» Trecho fornecido:
======

No entanto, a realidade do Brasil revela uma ferida aberta. Somos um país que, historicamente, exclui, deixa para trás, as individualidades diferentes: pessoas minorizadas por sua etnia, orientação sexual, origem social… Não por falta de leis — nossa legislação para pessoas com deficiência (PCDs), por exemplo, é uma das mais avançadas do mundo —, mas por uma ausência crônica de políticas públicas estruturantes e por uma cultura adoecida pelo capacitismo. Por isso a necessidade de os diferentes indivíduos darem as mãos coletivamente para pressionarem por políticas públicas que tirem as leis do papel e melhorem a realidade nacional.
Os dados recém-divulgados do Censo 2022 são um soco no estômago da nossa consciência nacional. O IBGE revela que 14,4 milhões de brasileiros com dois anos ou mais vivem com alguma deficiência, o que representa 7,3% da população. Pela primeira vez, o Censo também nos deu um número oficial de pessoas com Transtorno do Espectro Autista (TEA): mais de 2,4 milhões de cidadãos. São números que gritam, mas que o Estado parece ouvir com um silêncio ensurdecedor.

======

» Dados para análise:
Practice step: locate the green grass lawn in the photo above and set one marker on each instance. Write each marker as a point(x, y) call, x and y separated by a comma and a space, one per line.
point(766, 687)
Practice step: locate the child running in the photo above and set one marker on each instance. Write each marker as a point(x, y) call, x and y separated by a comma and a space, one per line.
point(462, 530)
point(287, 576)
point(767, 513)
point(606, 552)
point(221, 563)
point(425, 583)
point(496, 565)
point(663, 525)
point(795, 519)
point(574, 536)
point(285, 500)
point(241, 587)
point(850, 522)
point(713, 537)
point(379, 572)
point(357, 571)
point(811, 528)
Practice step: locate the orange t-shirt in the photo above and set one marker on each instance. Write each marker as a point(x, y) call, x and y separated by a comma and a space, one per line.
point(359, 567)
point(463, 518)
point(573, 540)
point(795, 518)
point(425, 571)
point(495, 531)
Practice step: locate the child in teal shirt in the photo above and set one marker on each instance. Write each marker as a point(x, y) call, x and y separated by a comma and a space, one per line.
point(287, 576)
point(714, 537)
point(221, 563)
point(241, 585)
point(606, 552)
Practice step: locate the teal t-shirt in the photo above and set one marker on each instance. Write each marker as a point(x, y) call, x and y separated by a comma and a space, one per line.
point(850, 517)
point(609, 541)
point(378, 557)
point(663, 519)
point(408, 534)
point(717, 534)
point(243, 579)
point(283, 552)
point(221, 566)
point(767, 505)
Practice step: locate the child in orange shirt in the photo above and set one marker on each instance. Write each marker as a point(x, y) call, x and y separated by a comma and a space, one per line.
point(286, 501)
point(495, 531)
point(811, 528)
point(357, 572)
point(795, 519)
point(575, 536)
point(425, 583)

======

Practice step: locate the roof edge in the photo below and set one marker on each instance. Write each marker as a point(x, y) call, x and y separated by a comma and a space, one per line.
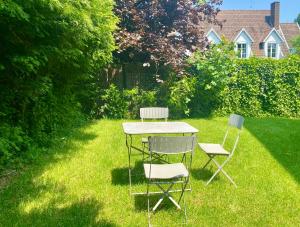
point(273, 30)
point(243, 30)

======

» Instruções da tarefa:
Transcreva do trecho fornecido tudo o que vai de "No entanto, a" até "a realidade nacional.", sem mudar nenhuma palavra.

» Resposta do exercício:
No entanto, a realidade do Brasil revela uma ferida aberta. Somos um país que, historicamente, exclui, deixa para trás, as individualidades diferentes: pessoas minorizadas por sua etnia, orientação sexual, origem social… Não por falta de leis — nossa legislação para pessoas com deficiência (PCDs), por exemplo, é uma das mais avançadas do mundo —, mas por uma ausência crônica de políticas públicas estruturantes e por uma cultura adoecida pelo capacitismo. Por isso a necessidade de os diferentes indivíduos darem as mãos coletivamente para pressionarem por políticas públicas que tirem as leis do papel e melhorem a realidade nacional.